Excerpt from a dataset:
— START —

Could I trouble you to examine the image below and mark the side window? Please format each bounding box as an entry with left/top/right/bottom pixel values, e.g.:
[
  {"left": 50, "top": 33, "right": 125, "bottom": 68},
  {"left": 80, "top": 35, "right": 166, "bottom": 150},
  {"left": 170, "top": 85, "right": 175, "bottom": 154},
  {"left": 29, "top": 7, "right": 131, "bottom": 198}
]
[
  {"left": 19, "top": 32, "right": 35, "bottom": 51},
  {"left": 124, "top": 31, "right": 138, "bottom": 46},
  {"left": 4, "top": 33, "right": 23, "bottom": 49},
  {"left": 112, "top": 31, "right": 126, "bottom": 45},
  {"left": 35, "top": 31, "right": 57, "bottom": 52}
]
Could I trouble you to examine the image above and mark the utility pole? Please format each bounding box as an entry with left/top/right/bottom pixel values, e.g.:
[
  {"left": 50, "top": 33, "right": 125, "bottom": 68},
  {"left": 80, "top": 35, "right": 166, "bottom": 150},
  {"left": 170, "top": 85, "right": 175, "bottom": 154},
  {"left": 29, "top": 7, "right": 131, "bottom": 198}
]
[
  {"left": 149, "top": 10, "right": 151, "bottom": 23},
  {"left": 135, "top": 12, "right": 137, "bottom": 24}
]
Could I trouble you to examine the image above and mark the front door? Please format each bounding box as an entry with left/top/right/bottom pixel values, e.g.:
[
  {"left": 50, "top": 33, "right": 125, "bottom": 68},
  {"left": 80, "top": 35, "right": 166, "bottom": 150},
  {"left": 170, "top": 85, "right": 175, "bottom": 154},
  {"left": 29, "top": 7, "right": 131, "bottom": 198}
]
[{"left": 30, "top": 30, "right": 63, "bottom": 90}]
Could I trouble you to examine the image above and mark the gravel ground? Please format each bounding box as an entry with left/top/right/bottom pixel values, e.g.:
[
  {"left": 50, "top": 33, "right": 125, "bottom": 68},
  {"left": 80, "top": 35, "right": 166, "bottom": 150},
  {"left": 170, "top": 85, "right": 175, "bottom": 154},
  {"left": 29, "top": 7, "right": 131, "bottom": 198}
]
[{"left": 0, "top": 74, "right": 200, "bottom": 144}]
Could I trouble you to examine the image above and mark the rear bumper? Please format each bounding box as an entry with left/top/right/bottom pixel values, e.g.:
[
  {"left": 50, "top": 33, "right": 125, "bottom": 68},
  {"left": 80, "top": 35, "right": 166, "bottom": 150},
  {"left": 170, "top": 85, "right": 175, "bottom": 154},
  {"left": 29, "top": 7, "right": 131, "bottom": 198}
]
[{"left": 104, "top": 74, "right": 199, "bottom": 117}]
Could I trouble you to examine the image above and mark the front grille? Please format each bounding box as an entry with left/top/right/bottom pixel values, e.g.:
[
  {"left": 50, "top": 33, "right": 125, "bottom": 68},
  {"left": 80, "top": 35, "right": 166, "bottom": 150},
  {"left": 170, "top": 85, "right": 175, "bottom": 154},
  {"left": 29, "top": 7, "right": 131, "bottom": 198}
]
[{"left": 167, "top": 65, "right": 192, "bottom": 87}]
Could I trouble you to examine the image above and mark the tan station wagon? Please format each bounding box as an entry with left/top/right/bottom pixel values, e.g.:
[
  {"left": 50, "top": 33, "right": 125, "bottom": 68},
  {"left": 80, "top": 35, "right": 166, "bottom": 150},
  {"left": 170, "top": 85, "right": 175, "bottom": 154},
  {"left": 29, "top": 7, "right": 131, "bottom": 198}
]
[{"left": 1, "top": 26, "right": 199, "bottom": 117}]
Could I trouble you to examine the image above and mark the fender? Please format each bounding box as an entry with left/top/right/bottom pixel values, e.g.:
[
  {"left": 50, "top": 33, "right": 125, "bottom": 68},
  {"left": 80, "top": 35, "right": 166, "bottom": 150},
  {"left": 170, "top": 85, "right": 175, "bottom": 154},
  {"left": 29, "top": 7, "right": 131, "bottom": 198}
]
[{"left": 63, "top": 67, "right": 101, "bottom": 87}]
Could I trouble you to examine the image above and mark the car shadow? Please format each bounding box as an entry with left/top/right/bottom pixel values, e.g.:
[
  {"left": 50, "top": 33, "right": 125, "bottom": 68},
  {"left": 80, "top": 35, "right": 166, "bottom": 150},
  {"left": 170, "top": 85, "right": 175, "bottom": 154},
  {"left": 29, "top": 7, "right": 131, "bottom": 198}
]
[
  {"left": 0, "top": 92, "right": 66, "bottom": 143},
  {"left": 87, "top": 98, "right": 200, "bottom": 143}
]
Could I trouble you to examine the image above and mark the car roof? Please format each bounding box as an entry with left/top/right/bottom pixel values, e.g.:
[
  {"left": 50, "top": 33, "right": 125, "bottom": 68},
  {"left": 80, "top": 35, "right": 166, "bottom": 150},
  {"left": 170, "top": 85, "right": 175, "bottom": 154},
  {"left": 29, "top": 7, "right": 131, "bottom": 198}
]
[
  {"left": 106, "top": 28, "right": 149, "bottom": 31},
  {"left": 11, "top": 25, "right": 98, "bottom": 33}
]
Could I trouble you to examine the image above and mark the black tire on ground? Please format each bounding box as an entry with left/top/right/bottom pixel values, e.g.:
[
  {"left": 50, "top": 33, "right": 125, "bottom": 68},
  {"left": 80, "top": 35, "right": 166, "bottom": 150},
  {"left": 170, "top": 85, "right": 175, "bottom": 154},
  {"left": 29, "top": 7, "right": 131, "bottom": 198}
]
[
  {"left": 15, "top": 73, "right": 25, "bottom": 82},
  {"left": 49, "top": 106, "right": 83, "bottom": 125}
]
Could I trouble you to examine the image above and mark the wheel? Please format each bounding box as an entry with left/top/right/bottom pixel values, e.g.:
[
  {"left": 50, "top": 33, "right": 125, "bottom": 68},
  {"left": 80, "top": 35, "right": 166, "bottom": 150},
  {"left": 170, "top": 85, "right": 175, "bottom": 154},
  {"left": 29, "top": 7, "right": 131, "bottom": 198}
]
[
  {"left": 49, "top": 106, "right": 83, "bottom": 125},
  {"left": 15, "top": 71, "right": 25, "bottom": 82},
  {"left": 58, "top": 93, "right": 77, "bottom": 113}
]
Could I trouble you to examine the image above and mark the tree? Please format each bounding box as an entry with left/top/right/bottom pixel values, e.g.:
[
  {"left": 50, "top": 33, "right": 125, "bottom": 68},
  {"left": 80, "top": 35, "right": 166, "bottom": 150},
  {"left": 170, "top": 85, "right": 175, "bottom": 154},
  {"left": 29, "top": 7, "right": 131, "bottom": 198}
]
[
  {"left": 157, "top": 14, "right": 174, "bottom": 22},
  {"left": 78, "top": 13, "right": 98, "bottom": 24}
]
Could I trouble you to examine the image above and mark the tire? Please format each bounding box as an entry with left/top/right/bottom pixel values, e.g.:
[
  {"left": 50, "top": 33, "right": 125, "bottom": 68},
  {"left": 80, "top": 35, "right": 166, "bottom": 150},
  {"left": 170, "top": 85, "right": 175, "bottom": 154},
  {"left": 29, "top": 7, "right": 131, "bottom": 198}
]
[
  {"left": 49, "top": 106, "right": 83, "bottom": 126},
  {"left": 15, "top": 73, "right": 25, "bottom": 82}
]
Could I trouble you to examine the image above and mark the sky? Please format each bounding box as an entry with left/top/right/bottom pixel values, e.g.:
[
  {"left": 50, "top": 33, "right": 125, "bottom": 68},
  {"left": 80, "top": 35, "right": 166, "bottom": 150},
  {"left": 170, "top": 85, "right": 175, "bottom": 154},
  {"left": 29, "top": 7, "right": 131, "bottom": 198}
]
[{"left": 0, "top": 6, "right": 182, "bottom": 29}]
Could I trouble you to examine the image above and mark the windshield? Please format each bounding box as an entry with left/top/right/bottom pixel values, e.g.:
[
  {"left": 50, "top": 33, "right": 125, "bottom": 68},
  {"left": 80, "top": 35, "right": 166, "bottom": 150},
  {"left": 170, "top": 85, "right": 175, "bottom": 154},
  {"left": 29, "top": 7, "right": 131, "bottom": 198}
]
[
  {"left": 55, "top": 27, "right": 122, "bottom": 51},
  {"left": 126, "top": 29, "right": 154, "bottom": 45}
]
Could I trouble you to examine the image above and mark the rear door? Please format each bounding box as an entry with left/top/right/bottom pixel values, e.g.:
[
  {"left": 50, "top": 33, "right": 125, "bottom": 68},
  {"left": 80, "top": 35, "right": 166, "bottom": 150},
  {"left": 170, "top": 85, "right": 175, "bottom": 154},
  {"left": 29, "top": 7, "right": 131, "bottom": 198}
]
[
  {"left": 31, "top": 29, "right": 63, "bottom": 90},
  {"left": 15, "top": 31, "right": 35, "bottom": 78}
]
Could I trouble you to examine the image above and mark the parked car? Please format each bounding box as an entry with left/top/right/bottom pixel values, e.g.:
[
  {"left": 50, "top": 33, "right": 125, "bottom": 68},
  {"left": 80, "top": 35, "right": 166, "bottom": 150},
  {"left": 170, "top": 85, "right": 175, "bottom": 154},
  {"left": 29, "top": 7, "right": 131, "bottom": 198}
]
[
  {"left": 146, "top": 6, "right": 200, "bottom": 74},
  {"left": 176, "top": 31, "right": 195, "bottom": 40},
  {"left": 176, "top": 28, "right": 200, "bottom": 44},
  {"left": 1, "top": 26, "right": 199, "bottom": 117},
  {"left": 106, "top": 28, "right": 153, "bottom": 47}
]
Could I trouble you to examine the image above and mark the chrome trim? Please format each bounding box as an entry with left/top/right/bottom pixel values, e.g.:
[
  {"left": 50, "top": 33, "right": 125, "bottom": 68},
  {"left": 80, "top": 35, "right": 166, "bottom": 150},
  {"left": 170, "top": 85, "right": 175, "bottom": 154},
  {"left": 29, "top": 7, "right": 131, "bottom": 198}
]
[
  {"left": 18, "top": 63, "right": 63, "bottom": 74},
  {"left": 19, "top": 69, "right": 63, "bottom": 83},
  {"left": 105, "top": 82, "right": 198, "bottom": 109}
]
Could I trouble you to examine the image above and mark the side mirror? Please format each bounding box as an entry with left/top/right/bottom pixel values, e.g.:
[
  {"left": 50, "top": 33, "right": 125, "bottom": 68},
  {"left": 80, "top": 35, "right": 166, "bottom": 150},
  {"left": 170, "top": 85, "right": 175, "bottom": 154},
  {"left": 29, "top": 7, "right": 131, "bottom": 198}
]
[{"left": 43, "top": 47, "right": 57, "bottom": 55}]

— END —

◆ TASK STATEMENT
From the items above, extract every line that contains the string "rear", matching case exactly.

◆ RESPONSE TO THE TASK
Could I trouble you to examine the image above and mark the rear bumper? Please format each bounding box as an entry with left/top/right/bottom pixel values, e.g.:
Could I trouble you to examine the image above and mark the rear door? Please format each bounding box as an entry with left/top/right/bottom pixel values, e.g.:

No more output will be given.